Dataset entries:

-------

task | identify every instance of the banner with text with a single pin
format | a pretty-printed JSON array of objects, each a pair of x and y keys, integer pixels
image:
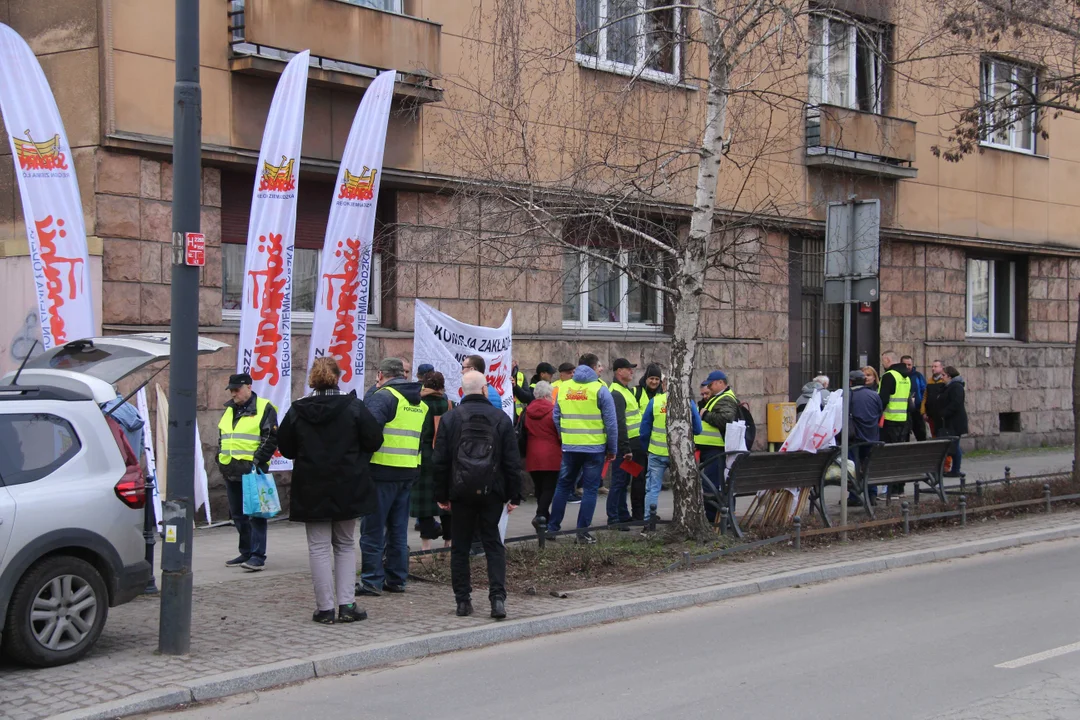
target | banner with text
[
  {"x": 339, "y": 328},
  {"x": 266, "y": 321},
  {"x": 50, "y": 192},
  {"x": 444, "y": 342}
]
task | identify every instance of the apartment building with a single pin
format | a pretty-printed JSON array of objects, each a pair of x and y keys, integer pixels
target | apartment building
[{"x": 977, "y": 257}]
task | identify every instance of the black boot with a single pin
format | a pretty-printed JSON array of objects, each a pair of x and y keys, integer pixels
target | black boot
[{"x": 498, "y": 608}]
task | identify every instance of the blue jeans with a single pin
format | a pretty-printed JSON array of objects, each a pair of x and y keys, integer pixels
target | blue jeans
[
  {"x": 589, "y": 465},
  {"x": 655, "y": 478},
  {"x": 253, "y": 530},
  {"x": 714, "y": 471},
  {"x": 383, "y": 537},
  {"x": 617, "y": 496}
]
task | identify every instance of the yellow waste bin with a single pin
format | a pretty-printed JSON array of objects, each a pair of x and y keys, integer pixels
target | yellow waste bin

-------

Copy out all of the data above line for line, without altering a single character, and omit the pictures from your copy.

task | identify every instance of the banner with text with a single pin
format | a pretty-printed JSON array of objects, each a pair of x and y keys, integer pixels
image:
target | banner with text
[
  {"x": 339, "y": 328},
  {"x": 266, "y": 321},
  {"x": 50, "y": 192},
  {"x": 444, "y": 342}
]
task | identify every instance of the apartment building with a single pin
format | a pretty-printed JSON array of objects, each a pair of x and y keys, integer pixels
target | apartment building
[{"x": 977, "y": 257}]
task | identify every instance of the black boot with a single pin
format | a pretty-printed JSON array of objects, each a pair of x and y keys, integer pixels
target | black boot
[{"x": 498, "y": 608}]
task | identify every instance of the blue jeans with a single pin
format | a pretty-printed JSON array of objects, each a pair of x and y keys, integer pixels
target | blue jeans
[
  {"x": 589, "y": 465},
  {"x": 655, "y": 478},
  {"x": 253, "y": 530},
  {"x": 714, "y": 471},
  {"x": 383, "y": 537},
  {"x": 617, "y": 496}
]
task | identify every instance of the yellow waste bin with a single pin
format | a pretty-printed JSON array of objects, each a pair of x and y keys, integer pixels
target | yellow waste bin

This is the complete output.